[Contour labeling items]

================

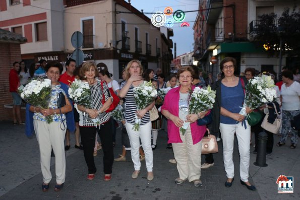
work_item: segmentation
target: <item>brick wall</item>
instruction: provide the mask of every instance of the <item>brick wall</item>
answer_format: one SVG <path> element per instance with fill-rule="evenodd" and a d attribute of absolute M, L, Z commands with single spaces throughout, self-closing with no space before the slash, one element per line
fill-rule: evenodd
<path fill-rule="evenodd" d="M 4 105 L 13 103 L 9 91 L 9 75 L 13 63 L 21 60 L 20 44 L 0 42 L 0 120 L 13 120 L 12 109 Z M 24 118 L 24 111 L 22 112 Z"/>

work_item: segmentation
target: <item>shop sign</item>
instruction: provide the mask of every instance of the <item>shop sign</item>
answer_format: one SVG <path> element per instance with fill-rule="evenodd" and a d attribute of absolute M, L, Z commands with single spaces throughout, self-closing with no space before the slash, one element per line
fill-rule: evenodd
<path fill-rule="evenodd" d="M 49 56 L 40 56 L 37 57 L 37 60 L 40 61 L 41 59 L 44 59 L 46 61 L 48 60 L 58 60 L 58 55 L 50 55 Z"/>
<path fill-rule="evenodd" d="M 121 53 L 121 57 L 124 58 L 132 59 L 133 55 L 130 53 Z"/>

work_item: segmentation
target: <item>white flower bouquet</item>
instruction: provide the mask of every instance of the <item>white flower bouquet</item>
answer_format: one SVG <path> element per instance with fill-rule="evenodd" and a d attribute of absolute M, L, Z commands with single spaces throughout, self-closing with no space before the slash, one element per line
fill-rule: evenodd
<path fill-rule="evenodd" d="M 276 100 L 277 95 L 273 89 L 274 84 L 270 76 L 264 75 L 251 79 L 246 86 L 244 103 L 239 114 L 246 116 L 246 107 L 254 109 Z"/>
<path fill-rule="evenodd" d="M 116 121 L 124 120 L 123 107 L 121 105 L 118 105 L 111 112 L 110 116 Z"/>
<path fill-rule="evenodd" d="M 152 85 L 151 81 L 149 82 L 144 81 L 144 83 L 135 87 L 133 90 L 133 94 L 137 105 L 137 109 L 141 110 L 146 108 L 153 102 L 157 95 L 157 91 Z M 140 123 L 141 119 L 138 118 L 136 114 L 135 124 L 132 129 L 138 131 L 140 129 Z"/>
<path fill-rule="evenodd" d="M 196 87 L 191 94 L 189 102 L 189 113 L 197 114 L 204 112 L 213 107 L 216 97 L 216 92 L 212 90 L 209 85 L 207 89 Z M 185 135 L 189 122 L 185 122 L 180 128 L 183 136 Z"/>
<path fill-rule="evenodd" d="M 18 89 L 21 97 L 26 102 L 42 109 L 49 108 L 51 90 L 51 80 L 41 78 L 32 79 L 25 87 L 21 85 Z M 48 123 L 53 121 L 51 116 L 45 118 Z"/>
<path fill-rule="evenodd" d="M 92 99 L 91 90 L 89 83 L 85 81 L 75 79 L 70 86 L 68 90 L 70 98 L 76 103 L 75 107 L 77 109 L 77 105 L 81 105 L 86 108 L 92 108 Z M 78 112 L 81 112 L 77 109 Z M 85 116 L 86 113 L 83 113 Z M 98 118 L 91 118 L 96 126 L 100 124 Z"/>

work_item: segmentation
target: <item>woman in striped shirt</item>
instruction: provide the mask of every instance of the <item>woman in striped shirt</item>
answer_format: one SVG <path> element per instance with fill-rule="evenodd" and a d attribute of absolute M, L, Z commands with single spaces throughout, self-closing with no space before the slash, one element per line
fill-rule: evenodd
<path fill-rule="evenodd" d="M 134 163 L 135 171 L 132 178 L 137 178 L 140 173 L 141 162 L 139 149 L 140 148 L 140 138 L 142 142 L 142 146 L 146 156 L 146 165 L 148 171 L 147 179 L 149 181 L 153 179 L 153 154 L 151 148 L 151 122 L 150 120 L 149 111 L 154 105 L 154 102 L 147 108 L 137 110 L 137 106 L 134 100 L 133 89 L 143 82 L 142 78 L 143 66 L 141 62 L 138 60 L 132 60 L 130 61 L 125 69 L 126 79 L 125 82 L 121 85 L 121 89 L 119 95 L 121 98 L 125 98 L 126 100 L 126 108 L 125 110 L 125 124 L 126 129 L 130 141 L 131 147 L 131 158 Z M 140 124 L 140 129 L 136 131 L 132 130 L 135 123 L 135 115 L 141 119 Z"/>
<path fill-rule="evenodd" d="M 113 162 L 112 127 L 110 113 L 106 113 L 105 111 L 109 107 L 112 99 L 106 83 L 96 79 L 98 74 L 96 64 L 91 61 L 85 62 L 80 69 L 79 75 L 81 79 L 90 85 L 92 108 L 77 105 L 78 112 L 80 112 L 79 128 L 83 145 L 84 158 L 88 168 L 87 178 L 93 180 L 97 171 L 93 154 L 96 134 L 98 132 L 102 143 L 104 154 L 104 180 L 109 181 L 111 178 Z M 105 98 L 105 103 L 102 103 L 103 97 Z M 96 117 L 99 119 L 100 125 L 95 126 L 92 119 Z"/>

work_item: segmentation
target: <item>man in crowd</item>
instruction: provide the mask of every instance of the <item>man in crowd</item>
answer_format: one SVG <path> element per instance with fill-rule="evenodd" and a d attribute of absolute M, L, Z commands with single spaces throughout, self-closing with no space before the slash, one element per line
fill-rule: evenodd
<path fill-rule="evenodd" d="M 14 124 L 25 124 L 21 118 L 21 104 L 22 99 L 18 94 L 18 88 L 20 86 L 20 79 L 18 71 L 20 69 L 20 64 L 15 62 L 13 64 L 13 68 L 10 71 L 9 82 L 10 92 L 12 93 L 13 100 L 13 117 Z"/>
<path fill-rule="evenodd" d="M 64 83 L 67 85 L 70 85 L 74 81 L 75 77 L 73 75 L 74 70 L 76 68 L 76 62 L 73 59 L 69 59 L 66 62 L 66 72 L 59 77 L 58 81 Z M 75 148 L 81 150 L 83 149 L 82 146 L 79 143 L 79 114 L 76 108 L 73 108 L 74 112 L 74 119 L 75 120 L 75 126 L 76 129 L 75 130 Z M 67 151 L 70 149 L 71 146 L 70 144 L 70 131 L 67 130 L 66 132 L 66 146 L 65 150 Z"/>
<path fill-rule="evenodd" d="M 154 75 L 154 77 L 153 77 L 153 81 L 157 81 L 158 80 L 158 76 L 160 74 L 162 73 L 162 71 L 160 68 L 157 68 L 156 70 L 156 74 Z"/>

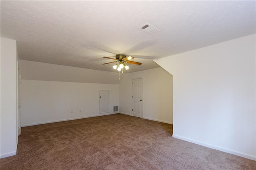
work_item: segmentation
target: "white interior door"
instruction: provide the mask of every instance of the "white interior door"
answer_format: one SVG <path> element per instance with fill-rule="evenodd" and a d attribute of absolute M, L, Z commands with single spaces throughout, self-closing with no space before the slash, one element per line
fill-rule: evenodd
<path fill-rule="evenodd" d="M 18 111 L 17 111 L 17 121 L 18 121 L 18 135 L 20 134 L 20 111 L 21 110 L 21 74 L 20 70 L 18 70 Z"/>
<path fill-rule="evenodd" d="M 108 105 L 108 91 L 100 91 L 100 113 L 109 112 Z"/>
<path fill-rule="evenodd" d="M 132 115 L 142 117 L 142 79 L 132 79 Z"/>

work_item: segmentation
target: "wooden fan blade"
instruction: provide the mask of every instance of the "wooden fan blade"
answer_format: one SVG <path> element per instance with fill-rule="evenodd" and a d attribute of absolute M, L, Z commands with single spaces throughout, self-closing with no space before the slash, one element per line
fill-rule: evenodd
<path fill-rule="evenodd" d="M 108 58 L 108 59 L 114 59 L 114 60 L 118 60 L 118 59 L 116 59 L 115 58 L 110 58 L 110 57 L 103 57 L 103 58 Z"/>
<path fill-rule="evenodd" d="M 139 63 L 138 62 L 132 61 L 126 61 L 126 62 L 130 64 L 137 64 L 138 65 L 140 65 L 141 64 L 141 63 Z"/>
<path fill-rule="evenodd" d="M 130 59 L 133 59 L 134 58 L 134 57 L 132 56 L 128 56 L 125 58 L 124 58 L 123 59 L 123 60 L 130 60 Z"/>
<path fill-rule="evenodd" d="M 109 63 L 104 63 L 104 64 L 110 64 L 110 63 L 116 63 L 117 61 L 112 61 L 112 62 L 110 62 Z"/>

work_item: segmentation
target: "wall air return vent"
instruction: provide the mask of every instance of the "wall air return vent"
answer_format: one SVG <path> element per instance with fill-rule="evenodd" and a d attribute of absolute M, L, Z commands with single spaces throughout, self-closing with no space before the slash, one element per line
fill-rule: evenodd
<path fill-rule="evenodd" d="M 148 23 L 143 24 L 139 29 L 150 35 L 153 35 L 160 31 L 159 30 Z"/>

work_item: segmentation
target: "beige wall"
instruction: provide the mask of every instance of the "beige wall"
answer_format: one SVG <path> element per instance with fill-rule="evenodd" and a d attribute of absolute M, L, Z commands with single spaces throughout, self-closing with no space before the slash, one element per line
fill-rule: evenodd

================

STATED EXERCISE :: Print the records unchanged, from their start through the line that contains "105 L 13 103", including that line. Omit the pictures.

SOLUTION TO THE EXERCISE ::
work_item: segmentation
target: <item>brick wall</item>
instruction: provide the mask of every instance of the <item>brick wall</item>
answer_format: one SVG <path> element per instance with fill-rule="evenodd" and a d attribute of absolute M, L, Z commands with single spaces throughout, self-closing with no space before the slash, one element per line
fill-rule: evenodd
<path fill-rule="evenodd" d="M 4 105 L 13 103 L 9 91 L 9 75 L 13 63 L 21 60 L 20 44 L 0 42 L 0 120 L 13 120 L 12 109 Z M 24 118 L 24 111 L 22 112 Z"/>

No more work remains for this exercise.